SELECTED EXTRACT:
Saturday, May 9, 2009

Hermann Göring captured by U.S. 7th Army - May 9, 1945

Göring (first row, far left) at the Nuremberg Trials.
Göring (first row, far left) at the Nuremberg Trials.

Göring surrendered on 9 May 1945 in Bavaria. He was the third-highest-ranking Nazi official tried at Nuremberg, behind Reich President (former Admiral) Karl Dönitz and former Deputy Führer Hess. Göring's last days were spent with Captain Gustave Gilbert, a German-speaking American intelligence officer and psychologist (and a Jew), who had access to all the prisoners held in the Nuremberg jail. Gilbert classified Göring as having an I.Q. of 138, the same as Dönitz. Gilbert kept a journal which he later published as Nuremberg Diary. Here he describes Göring on the evening of 18 April 1946, as the trials were halted for a three-day Easter recess.

"Sweating in his cell in the evening, Göring was defensive and deflated and not very happy over the turn the trial was taking. He said that he had no control over the actions or the defence of the others, and that he had never been anti-Semitic himself, had not believed these atrocities, and that several Jews had offered to testify on his behalf."

Despite claims that he was not anti-Semitic, while in the prison yard at Nuremberg, after hearing a remark about Jewish survivors in Hungary, Albert Speer reported overhearing Göring say, "So, there are still some there? I thought we had knocked off all of them. Somebody slipped up again." Despite his claims of non-involvement, he was confronted with orders he had signed for the murder of Jews and prisoners of war.

TASK TO CARRY OUT: Repeat the passage about Göring's capture word for word, starting at "Hermann Göring captured" and ending at "three-day Easter recess.". The lines that come next play no part in the work here.

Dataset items
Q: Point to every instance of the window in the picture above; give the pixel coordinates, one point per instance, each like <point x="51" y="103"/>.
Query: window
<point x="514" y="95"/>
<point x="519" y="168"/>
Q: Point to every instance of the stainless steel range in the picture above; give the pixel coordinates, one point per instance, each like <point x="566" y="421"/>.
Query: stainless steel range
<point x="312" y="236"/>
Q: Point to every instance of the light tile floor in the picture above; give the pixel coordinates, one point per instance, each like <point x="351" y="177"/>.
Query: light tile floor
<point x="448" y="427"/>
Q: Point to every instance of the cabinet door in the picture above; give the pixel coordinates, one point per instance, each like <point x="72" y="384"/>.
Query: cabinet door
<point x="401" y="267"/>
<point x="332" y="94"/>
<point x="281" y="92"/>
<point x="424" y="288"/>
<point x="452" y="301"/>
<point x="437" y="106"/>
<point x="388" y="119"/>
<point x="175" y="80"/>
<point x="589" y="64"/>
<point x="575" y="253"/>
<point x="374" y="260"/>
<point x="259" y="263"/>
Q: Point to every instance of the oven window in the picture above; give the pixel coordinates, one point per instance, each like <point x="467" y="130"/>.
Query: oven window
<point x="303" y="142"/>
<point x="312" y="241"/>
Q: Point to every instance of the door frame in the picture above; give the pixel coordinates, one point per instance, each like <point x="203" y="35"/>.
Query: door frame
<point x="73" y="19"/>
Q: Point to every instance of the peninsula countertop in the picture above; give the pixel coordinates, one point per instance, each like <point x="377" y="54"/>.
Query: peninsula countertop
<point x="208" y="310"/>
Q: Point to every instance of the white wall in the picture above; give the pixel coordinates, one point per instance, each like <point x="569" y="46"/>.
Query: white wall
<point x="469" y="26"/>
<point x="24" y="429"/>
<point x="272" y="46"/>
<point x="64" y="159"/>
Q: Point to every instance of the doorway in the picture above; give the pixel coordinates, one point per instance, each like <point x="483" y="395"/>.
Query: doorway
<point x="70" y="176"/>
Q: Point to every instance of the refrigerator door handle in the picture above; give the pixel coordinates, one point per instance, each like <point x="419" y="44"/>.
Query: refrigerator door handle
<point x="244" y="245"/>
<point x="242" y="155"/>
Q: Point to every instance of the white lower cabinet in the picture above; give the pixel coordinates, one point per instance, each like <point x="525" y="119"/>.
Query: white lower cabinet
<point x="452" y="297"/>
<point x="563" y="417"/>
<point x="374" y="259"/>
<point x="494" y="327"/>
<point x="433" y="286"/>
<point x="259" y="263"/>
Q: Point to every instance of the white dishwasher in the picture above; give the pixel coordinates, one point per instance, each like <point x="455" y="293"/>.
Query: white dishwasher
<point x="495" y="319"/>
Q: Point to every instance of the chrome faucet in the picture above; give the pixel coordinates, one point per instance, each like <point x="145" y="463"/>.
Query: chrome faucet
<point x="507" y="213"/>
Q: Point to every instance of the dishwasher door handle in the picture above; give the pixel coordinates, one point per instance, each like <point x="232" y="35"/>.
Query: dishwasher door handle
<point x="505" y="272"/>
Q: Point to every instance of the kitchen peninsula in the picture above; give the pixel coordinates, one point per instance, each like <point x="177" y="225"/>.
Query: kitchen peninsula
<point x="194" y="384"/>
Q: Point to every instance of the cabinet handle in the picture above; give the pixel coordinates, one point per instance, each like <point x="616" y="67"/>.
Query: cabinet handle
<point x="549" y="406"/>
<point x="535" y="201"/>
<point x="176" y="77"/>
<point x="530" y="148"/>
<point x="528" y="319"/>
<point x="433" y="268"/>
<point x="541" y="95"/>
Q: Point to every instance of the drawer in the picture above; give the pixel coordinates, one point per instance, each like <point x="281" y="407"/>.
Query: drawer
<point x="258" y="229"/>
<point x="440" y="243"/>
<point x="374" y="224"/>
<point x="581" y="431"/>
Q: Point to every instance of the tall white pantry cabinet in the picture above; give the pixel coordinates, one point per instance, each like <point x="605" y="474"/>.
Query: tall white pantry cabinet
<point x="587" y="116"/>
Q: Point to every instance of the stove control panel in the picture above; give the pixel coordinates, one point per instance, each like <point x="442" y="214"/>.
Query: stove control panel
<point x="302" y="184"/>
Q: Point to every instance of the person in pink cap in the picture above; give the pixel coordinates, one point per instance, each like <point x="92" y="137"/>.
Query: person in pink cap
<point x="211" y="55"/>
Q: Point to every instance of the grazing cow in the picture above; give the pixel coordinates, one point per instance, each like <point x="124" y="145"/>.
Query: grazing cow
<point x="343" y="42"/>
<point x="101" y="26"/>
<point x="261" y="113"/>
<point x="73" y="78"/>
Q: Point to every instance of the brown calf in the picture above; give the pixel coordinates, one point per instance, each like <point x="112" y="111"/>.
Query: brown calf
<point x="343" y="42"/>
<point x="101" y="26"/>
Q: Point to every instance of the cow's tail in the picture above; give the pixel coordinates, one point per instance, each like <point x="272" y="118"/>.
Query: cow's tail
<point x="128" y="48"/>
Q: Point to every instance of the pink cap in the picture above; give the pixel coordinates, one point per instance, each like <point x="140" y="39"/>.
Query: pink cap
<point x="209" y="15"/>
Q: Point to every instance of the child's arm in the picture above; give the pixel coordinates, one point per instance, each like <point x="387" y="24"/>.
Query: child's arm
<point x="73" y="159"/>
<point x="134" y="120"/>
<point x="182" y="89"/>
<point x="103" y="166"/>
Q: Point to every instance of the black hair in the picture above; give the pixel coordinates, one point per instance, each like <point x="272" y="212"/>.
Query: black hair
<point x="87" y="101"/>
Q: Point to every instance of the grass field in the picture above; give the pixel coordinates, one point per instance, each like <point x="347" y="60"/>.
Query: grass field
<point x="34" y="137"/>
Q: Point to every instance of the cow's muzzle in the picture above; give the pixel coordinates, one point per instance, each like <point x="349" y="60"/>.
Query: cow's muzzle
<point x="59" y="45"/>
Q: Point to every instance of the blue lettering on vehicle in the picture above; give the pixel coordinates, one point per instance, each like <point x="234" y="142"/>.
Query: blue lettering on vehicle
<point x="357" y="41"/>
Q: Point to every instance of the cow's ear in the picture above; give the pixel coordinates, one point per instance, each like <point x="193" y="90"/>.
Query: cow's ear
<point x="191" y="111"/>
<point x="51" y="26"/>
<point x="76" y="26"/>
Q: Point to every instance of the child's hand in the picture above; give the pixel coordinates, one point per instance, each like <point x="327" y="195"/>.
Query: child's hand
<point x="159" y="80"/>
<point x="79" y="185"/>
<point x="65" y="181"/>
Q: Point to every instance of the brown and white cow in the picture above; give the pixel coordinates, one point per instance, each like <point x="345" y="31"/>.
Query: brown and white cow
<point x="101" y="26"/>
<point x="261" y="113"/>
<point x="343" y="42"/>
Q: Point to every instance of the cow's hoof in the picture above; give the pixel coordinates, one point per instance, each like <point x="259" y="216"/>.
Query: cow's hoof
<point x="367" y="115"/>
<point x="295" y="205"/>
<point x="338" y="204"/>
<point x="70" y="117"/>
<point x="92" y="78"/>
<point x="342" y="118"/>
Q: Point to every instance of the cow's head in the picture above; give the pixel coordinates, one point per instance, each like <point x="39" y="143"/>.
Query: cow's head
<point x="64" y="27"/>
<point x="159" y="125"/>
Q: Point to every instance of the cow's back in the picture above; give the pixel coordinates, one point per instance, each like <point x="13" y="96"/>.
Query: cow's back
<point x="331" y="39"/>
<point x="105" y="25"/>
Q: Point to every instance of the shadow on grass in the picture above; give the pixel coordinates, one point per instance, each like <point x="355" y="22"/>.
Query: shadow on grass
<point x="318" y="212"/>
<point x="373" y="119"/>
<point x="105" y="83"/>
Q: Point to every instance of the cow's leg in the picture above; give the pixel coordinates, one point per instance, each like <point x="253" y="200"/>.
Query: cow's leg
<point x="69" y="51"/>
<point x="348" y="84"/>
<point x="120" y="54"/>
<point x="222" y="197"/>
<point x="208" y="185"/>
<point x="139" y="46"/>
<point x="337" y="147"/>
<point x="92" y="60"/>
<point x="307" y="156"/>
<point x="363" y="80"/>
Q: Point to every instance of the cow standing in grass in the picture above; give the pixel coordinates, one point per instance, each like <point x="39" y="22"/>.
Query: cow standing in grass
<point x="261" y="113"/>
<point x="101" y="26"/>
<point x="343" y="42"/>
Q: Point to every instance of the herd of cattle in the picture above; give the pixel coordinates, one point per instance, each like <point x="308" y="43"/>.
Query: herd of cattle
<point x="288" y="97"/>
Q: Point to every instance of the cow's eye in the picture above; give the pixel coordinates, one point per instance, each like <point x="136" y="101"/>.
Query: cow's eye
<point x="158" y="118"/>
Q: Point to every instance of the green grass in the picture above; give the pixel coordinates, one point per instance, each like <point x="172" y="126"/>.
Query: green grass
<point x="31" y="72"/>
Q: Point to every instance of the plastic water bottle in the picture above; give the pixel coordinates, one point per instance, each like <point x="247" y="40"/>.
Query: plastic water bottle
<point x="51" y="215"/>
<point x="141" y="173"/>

EXERCISE SOLUTION:
Hermann Göring captured by U.S. 7th Army - May 9, 1945

Göring (first row, far left) at the Nuremberg Trials.
Göring (first row, far left) at the Nuremberg Trials.

Göring surrendered on 9 May 1945 in Bavaria. He was the third-highest-ranking Nazi official tried at Nuremberg, behind Reich President (former Admiral) Karl Dönitz and former Deputy Führer Hess. Göring's last days were spent with Captain Gustave Gilbert, a German-speaking American intelligence officer and psychologist (and a Jew), who had access to all the prisoners held in the Nuremberg jail. Gilbert classified Göring as having an I.Q. of 138, the same as Dönitz. Gilbert kept a journal which he later published as Nuremberg Diary. Here he describes Göring on the evening of 18 April 1946, as the trials were halted for a three-day Easter recess.